TEXTE:
Le but est clair, ainsi que le montrait une carte sur le site de la Global Energy Development Plc. – quotée à la bourse de Londres et filiale de Harken Energy (!) – intitulée “Fortress Western Hemisphere” avec des flèches allant du sud du continent américain vers le nord, et la légende: “Les ressources latino-américaines satisferont la demande nord-américaine”. Depuis lors, la carte impudente a été enlevée de l’internet…
La corruption accompagne naturellement de tels accords néo-libéraux puisqu’ils satisfont la petite élite locale qui met en application les plans des multinationales. Dans l’entre-sandinisme, le président conservateur Arnoldo Alemán (1997-2002), celui-là même à qui s’est allié Ortega, connu sous le nom de “Gordoman” (le Gros), a été condamné à 20 ans de prison pour avoir volé 100 millions de dollars en fonds de l’Etat, l’équivalent du budget annuel de la santé et de l’éducation… Incroyable quand on pense que sa famille possède déjà une grosse plantation de café, et qu’il était président, entre autres, de l’Association des Producteurs de café de Managua (1983–1990) et de l’Union Producteurs de café du Nicaragua (1986–1990). Mais pas incroyable quand on sait que son père était un conseiller juridique du dictateur Somoza et ensuite ministre de l’Education.

CONSIGNE A: Résumez en deux phrases le texte sur les ressources latino-américaines et la corruption au Nicaragua.
CONSIGNE B: Rédigez la suite du texte sur les ressources latino-américaines et la corruption au Nicaragua, en partant de sa dernière phrase.

Données de localisation à un point par instance

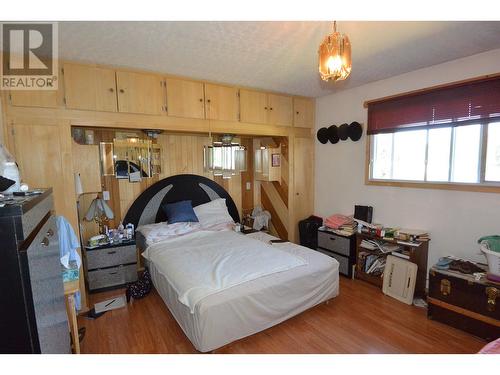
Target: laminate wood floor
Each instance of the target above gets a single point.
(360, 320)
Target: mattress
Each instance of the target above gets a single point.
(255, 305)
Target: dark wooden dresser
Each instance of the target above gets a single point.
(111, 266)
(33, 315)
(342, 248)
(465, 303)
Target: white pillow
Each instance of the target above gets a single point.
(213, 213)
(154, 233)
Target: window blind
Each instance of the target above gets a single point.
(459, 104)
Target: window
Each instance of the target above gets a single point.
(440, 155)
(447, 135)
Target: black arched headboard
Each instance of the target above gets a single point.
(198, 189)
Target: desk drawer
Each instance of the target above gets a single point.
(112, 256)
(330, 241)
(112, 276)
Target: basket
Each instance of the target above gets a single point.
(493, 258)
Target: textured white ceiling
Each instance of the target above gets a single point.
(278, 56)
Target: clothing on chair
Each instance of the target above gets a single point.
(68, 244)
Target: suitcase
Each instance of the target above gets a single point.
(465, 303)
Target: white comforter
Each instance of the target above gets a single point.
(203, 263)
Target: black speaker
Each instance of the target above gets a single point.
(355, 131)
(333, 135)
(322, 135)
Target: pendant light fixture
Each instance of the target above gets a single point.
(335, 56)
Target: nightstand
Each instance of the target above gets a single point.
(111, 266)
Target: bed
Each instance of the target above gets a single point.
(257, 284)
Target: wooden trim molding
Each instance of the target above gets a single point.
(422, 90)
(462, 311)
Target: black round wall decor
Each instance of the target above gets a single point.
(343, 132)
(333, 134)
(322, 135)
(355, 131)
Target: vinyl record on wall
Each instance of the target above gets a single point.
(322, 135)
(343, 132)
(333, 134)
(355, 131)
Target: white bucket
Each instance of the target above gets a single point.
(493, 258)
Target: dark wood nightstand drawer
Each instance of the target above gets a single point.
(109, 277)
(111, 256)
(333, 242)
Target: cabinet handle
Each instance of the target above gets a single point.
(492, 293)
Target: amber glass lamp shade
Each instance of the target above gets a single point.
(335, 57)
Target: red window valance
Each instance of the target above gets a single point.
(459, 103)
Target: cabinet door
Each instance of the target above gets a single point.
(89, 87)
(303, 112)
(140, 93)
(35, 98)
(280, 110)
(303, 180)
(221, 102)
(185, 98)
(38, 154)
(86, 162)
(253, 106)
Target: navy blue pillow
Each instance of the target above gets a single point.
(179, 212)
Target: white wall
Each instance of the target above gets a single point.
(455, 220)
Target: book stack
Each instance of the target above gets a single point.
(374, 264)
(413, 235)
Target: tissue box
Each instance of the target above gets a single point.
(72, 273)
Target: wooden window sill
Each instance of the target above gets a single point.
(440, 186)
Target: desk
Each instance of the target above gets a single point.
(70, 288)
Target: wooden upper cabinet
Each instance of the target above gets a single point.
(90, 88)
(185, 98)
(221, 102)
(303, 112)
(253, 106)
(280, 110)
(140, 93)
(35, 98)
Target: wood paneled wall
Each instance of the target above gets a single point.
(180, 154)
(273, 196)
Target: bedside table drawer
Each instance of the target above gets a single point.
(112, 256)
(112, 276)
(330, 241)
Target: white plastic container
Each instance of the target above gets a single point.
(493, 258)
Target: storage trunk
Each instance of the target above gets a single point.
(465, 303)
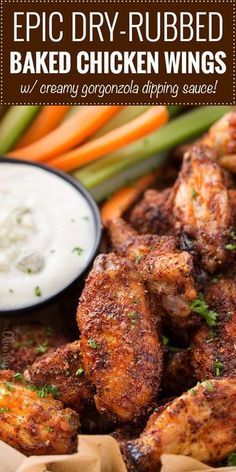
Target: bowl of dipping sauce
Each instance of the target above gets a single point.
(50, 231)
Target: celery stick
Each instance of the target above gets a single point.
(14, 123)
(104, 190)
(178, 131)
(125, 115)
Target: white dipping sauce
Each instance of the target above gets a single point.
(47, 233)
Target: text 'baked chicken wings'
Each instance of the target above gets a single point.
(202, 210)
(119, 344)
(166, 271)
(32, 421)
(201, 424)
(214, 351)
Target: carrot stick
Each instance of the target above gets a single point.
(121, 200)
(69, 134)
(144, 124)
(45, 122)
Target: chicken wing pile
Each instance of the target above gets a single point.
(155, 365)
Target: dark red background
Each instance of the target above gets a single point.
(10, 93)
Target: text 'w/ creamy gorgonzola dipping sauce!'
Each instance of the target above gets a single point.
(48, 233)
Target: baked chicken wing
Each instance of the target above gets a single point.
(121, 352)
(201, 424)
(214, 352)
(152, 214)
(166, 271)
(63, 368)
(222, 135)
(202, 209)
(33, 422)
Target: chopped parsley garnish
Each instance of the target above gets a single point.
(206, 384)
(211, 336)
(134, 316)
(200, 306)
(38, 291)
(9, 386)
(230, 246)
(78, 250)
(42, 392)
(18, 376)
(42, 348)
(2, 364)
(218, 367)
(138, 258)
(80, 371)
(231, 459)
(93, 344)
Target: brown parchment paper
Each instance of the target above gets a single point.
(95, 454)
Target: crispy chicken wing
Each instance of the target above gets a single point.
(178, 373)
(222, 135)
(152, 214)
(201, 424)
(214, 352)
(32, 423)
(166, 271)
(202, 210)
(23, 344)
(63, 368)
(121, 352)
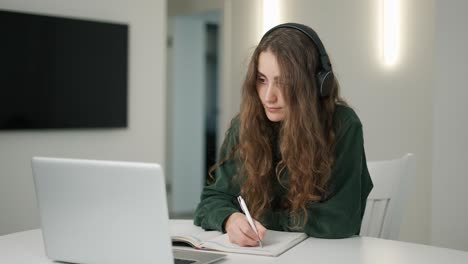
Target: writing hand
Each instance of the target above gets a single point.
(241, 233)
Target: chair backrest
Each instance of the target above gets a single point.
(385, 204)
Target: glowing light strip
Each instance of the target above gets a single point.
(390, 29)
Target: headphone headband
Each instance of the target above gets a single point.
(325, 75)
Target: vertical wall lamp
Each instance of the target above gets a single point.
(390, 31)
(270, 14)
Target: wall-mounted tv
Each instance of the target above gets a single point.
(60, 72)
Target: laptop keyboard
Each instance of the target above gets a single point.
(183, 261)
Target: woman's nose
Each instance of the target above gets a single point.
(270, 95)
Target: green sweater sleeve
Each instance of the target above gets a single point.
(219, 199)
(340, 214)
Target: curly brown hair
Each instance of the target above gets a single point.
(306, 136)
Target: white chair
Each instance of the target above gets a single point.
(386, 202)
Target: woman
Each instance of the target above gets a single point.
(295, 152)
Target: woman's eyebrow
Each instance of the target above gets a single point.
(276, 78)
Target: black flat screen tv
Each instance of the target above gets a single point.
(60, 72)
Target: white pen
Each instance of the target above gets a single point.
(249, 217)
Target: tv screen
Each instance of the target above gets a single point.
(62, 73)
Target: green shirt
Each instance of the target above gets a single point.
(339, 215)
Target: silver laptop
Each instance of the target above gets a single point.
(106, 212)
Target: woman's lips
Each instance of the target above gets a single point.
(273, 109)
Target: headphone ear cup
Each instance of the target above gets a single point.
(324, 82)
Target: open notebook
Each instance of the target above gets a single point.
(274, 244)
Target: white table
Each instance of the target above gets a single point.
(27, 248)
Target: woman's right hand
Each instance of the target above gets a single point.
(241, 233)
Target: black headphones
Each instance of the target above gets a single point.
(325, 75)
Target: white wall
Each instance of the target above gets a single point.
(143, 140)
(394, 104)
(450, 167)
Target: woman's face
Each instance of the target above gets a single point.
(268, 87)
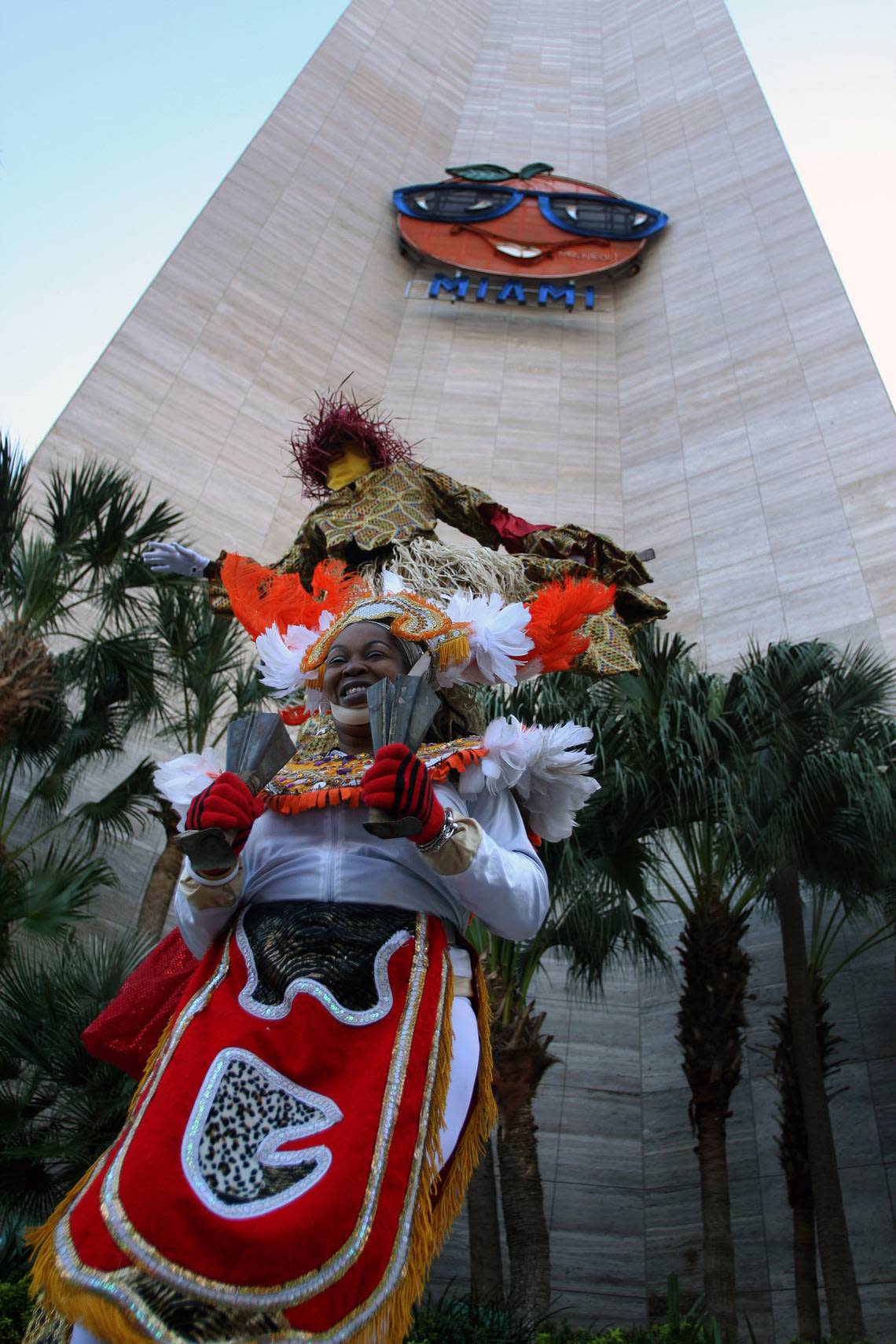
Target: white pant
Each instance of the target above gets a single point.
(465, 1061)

RÉSULTAT A: Une carte intitulée « Fortress Western Hemisphere », publiée sur le site de la Global Energy Development Plc. puis retirée d'internet, annonçait que les ressources latino-américaines satisferaient la demande nord-américaine. La corruption accompagne ces accords néo-libéraux, comme le montre la condamnation à 20 ans de prison de l'ancien président Arnoldo Alemán pour le vol de 100 millions de dollars de fonds de l'État.

RÉSULTAT B:
De proches membres de la famille de son vice-président, Enrique Bolaños, qui l’a succédé à la présidence (2002-2007), ont été accusés par l’ancien ministre du Trésor, Byron Jerez, de complicité dans le pillage de la trésorerie par “Gordoman”. Jerez lui-même a été arrêté alors qu’il tentait de fuir le pays avec une dizaine de cartes de crédit, des milliers de dollars en cash et des dizaines de milliers en chèques bancaires. Deux autres banquiers ont également fui le pays. Ironiquement, l’ambassadrice des Etats-Unis, Barbara Moore, a déclaré: “Il est très approprié que nous nous réunissions au Nicaragua qui a été en première ligne de la lutte contre la corruption sous la direction du président Bolaños”.
Inutile de dire que l’armée a suivi celles du Honduras et du El Salvador en construisant un puissant empire militaro-business. [Neo-Liberal Nicaragua by TONI SOLO, AUGUST 7, 2003–in neolib01]
Nayar Lopez Castellanos, professeur à la UNAM de Mexico et membre du Réseau d’intellectuels et artistes en défense de l’humanité, résume son ouvrage intitulé “Nicaragua, los avatares de una democracia pactada”: “Non seulement y a-t-il eu un changement de peau et de couleur, mais également de contenu, d’essence et de principes”.
Comme avec le Syriza grec du premier ministre Tsipras qui a carrément engagé son parti vers le néolibéralisme et où l’espoir repose maintenant sur l’Unité Populaire fondée par les dissidents, minoritaires mais clairvoyants et engagés, au Nicaragua ce sont les Mouvements pour le Sauvetage du Sandinisme et le Mouvement de Rénovation Sandiniste qui ont repris la voie vers une société socialiste. Comme disait Bertold Brecht, la lutte doit durer toute la vie.